QUOTED PASSAGE >>

OKLAHOMA CITY, Okla. — A nationwide fight to protect nurses came to the Oklahoma state Capitol Thursday with a group marching and hoping they’ll be heard.
Feeling safe and respected in the health care system is what nurses hope for. Some say it has been far too long and they must take action.
“A lot of times as nurses we don’t have anybody advocating for us,” intensive care unit travel nurse Michael Kleckner said.
Nurses across the nation are saying enough is enough.
“We came into this profession because this is something we care about. We want to help other people,” nursing education Rachael Kleckner said.
She and others said nurses need change to best serve patients.
“While it might take us a little bit longer to get there, we will, because it’s what we deserve and what our patients deserve,” she said.
They’re fighting for legislative action that would support safe staffing measures such as requiring nurse-to-patient ratios to focus on direct care.
“If that’s your parent, your grandparent, your child in the ICU, and they should have a nurse one to one because they’re so sick, do you want me taking two other patients at the same time?” Michael Kleckner said.
Fair pay and staffing shortages are also issues.
“We’re put in circumstances that really push us beyond our means,” said Bobbi Six, congregate settings coordinator for the state health department.
Michael Kleckner pointed to nurse burnout.
“What’s the incentive to stay in Oklahoma? There’s not one, There’s not,” he said.
Gov. Kevin Stitt said that the state is working to help nurses and helped double the nursing class size at the University of Oklahoma this year.

[Records held in a dataset]
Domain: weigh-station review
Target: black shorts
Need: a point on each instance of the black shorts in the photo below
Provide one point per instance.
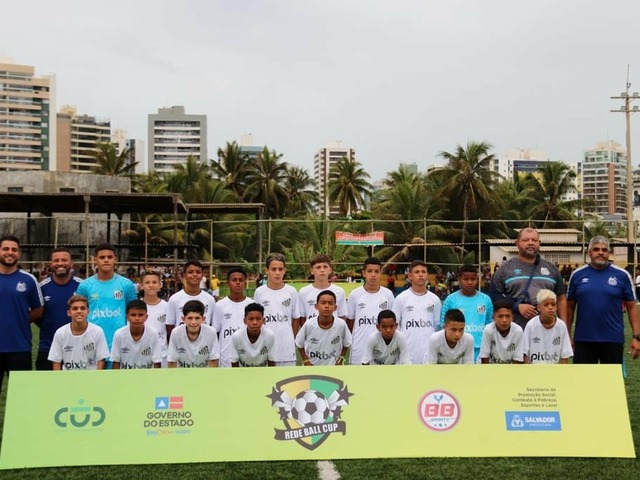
(598, 352)
(12, 361)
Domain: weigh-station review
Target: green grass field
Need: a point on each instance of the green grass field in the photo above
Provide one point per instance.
(415, 468)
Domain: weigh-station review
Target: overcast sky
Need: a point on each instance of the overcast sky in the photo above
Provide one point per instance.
(398, 80)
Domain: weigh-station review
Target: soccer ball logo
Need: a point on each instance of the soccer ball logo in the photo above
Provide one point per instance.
(310, 407)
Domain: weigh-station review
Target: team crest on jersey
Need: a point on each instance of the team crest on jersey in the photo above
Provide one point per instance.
(310, 406)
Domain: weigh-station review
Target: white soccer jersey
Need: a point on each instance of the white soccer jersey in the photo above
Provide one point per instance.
(281, 307)
(194, 354)
(546, 345)
(323, 345)
(228, 318)
(156, 319)
(377, 352)
(309, 297)
(249, 354)
(418, 316)
(79, 352)
(177, 301)
(136, 354)
(441, 353)
(363, 308)
(499, 349)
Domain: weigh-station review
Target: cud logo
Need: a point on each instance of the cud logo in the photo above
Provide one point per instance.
(80, 416)
(310, 407)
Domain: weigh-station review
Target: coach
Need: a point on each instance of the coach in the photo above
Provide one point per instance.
(599, 289)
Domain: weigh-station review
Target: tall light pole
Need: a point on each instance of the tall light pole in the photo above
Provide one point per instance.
(626, 108)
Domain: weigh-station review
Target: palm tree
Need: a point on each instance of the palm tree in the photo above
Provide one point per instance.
(301, 192)
(468, 182)
(549, 187)
(110, 162)
(348, 186)
(186, 177)
(266, 182)
(232, 167)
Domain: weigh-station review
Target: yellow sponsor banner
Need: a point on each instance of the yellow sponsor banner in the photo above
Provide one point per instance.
(296, 413)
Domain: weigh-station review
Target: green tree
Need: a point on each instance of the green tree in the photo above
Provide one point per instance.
(468, 182)
(549, 187)
(232, 168)
(266, 182)
(110, 162)
(348, 186)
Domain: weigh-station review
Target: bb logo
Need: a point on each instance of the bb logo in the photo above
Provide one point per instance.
(79, 416)
(439, 410)
(310, 407)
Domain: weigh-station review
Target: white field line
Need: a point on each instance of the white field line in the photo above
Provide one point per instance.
(327, 470)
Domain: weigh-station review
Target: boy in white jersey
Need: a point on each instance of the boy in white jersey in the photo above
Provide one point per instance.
(502, 340)
(546, 340)
(151, 283)
(136, 345)
(230, 312)
(325, 339)
(386, 346)
(193, 344)
(193, 274)
(475, 305)
(365, 303)
(451, 345)
(252, 346)
(281, 310)
(417, 311)
(321, 269)
(80, 345)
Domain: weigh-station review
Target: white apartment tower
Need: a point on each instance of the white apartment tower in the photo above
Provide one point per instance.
(324, 159)
(27, 119)
(174, 136)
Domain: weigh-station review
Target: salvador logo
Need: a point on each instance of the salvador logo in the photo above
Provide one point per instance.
(310, 407)
(79, 416)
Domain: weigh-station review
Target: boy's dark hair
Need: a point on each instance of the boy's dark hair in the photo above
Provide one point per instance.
(60, 250)
(275, 257)
(387, 314)
(467, 268)
(453, 315)
(136, 304)
(9, 238)
(194, 306)
(253, 307)
(503, 303)
(194, 262)
(371, 261)
(417, 263)
(151, 272)
(236, 270)
(104, 246)
(326, 292)
(77, 298)
(320, 258)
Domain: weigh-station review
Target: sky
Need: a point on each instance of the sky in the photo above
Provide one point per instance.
(397, 80)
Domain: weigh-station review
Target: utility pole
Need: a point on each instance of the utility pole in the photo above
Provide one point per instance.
(626, 108)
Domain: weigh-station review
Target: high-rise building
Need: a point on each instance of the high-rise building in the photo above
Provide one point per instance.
(604, 179)
(324, 159)
(78, 137)
(175, 135)
(27, 119)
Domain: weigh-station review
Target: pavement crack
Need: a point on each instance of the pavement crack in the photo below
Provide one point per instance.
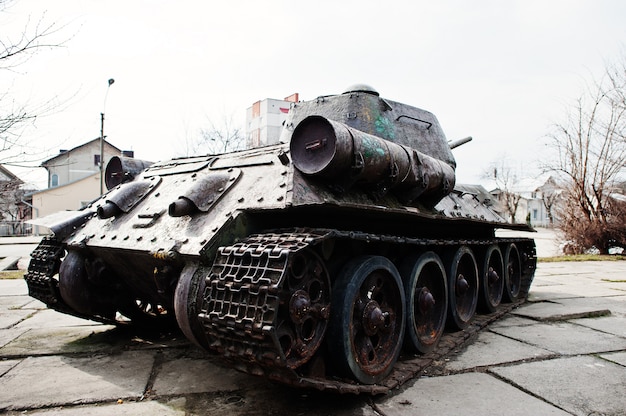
(157, 364)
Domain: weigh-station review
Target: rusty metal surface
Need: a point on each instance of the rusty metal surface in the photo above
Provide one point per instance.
(246, 246)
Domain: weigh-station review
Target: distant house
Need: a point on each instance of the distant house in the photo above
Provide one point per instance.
(73, 178)
(14, 210)
(538, 201)
(265, 118)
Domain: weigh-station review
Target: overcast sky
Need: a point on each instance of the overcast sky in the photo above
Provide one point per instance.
(500, 71)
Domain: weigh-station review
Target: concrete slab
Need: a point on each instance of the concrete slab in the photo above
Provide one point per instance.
(560, 310)
(80, 339)
(564, 338)
(14, 302)
(616, 357)
(583, 385)
(57, 380)
(8, 335)
(191, 375)
(616, 304)
(49, 318)
(615, 325)
(35, 304)
(470, 394)
(6, 365)
(493, 349)
(9, 262)
(13, 287)
(12, 317)
(147, 408)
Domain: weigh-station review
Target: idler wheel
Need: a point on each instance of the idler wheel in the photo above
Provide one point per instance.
(512, 273)
(367, 322)
(462, 287)
(301, 331)
(491, 279)
(426, 292)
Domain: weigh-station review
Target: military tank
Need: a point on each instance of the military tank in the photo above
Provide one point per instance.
(327, 260)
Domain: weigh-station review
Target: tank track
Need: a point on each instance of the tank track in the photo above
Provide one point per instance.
(243, 298)
(44, 264)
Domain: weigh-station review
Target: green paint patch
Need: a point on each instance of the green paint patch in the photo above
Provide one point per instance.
(12, 274)
(384, 127)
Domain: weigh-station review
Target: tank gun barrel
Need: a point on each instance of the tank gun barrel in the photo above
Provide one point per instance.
(460, 142)
(345, 156)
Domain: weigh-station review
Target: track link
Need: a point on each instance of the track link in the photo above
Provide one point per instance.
(246, 292)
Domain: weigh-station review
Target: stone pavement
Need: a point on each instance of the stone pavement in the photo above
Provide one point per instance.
(563, 353)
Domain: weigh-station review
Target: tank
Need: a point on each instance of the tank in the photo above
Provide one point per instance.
(333, 259)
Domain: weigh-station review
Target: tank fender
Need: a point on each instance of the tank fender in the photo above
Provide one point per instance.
(123, 169)
(125, 197)
(204, 192)
(81, 287)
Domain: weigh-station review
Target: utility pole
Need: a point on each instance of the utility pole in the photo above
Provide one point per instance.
(110, 82)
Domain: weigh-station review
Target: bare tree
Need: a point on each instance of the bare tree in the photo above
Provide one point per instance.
(216, 139)
(13, 211)
(15, 51)
(590, 150)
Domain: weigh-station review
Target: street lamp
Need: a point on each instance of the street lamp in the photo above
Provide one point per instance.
(110, 82)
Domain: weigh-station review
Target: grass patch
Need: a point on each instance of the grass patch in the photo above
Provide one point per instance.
(12, 274)
(583, 257)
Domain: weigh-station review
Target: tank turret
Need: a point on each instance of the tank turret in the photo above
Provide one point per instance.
(315, 261)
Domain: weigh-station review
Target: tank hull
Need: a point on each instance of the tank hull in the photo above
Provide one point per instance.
(327, 278)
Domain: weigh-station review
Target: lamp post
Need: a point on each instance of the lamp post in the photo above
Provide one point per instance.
(110, 82)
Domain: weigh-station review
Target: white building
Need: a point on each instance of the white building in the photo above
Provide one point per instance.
(264, 120)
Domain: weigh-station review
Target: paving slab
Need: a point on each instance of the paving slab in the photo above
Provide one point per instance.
(6, 365)
(469, 394)
(616, 357)
(12, 317)
(493, 349)
(583, 385)
(616, 304)
(564, 338)
(14, 302)
(13, 287)
(512, 320)
(146, 408)
(615, 325)
(49, 318)
(196, 375)
(64, 340)
(58, 380)
(560, 310)
(8, 335)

PROMPT 1 >> In two sentences, summarize the news report.
PROMPT 2 >> Edit the news report from "They’re fighting for" up to and including "state health department.", replacing "Fair pay" with "Adequate pay".
These data were drawn from a separate source.

EXERCISE OUTPUT 1 >> Nurses marched at the Oklahoma state Capitol on Thursday as part of a nationwide fight, seeking legislative action on safe staffing measures such as nurse-to-patient ratios and raising fair pay, staffing shortages and burnout as further issues. Gov. Kevin Stitt said the state is working to help nurses and helped double the nursing class size at the University of Oklahoma this year.

EXERCISE OUTPUT 2 >>
They’re fighting for legislative action that would support safe staffing measures such as requiring nurse-to-patient ratios to focus on direct care.
“If that’s your parent, your grandparent, your child in the ICU, and they should have a nurse one to one because they’re so sick, do you want me taking two other patients at the same time?” Michael Kleckner said.
Adequate pay and staffing shortages are also issues.
“We’re put in circumstances that really push us beyond our means,” said Bobbi Six, congregate settings coordinator for the state health department.